What is being asked | Pick out every line in the data below that contains the string "blue", and copy each one. Treat uppercase and lowercase as different.

Entries from a dataset |
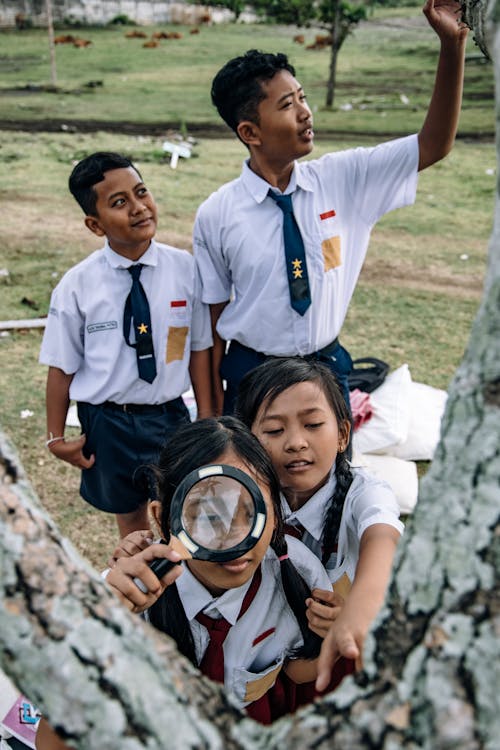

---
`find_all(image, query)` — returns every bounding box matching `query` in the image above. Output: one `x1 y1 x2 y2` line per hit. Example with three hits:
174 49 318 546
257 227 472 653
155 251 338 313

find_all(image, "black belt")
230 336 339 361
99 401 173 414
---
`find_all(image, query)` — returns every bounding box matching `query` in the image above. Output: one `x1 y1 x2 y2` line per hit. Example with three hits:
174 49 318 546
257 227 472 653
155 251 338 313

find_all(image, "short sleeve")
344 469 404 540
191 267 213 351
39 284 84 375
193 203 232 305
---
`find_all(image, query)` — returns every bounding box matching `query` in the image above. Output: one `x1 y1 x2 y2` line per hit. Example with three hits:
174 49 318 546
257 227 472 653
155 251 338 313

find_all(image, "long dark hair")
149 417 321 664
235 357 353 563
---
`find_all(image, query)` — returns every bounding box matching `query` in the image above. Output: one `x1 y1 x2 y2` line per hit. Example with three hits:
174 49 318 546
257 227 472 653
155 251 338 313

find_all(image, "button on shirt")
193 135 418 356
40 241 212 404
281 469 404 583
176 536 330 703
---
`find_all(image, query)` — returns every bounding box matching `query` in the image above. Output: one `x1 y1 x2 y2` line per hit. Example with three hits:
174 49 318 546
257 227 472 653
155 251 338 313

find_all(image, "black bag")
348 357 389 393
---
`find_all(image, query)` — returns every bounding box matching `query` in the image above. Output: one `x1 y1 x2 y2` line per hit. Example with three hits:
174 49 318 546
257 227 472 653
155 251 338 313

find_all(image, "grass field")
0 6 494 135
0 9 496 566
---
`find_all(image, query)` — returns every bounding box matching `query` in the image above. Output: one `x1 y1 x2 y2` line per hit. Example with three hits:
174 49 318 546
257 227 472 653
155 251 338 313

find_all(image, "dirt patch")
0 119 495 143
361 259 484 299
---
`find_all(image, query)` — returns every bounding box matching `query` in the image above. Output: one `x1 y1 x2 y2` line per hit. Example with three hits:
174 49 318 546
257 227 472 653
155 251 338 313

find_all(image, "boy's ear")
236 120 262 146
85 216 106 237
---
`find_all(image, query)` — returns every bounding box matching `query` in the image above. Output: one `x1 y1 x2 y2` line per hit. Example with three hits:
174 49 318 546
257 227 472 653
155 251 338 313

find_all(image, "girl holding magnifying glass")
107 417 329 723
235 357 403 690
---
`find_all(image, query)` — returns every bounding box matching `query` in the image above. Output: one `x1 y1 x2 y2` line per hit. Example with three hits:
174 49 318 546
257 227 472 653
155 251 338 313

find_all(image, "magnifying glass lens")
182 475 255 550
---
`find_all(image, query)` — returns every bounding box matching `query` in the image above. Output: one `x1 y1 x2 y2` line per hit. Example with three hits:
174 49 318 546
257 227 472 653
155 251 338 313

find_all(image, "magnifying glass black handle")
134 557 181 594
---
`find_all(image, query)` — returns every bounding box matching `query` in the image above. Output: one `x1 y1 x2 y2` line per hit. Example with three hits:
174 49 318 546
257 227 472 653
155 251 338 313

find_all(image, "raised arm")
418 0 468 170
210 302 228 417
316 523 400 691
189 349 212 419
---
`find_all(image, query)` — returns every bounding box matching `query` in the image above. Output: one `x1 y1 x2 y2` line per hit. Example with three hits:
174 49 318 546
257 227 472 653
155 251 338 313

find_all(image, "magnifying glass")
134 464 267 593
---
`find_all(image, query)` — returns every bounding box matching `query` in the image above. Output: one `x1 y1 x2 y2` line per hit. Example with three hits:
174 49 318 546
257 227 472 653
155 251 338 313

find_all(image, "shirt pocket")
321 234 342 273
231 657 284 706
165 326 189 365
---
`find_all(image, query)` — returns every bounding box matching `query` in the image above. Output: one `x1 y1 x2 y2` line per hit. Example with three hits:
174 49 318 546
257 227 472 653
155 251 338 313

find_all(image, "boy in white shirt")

--

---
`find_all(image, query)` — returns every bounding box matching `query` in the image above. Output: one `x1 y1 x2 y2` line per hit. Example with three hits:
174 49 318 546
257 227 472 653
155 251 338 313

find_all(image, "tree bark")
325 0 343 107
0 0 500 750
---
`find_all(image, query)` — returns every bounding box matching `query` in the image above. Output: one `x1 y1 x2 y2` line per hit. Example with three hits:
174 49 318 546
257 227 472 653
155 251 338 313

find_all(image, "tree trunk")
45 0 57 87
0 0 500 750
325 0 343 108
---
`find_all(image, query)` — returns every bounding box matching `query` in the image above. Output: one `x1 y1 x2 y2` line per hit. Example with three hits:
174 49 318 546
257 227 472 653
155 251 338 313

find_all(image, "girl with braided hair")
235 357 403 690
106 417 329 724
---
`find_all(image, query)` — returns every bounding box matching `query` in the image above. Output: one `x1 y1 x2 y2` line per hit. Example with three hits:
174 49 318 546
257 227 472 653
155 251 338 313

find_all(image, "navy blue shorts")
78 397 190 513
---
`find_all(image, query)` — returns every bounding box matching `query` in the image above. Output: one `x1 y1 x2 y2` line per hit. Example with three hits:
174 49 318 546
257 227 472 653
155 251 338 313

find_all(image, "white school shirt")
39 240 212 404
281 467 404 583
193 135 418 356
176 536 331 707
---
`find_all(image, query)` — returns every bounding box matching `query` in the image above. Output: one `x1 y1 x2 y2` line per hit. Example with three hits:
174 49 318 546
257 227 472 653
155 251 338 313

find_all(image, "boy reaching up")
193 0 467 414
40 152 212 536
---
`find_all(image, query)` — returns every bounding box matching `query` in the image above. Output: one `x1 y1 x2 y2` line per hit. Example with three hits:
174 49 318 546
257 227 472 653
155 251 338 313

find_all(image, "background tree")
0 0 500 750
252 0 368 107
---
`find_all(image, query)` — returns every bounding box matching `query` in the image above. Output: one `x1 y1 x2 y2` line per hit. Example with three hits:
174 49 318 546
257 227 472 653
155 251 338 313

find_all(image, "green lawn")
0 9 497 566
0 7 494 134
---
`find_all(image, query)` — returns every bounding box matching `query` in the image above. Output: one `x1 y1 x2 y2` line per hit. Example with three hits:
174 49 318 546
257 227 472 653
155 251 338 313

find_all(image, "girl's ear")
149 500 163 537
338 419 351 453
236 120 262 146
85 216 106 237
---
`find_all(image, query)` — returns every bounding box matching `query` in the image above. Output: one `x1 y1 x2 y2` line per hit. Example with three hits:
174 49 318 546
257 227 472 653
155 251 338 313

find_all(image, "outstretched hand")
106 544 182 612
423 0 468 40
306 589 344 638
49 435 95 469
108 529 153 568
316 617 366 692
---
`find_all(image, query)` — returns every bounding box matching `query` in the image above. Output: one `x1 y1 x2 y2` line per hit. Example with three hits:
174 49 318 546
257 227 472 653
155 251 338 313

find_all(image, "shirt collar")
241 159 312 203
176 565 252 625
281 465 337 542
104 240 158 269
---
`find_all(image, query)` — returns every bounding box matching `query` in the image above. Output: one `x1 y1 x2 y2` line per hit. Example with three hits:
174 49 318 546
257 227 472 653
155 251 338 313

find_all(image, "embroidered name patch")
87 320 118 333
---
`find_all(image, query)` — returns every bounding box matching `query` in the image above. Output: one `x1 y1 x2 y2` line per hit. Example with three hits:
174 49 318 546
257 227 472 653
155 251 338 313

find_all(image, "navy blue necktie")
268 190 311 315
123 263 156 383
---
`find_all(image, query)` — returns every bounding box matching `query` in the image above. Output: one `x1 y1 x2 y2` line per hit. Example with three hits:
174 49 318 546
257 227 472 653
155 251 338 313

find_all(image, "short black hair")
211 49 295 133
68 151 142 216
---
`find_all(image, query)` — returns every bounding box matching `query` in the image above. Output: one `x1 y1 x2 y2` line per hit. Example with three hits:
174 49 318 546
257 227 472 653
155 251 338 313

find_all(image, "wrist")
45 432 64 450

Solution to this task |
find_all(image, "navy blue shorts")
find_all(image, "navy blue necktie")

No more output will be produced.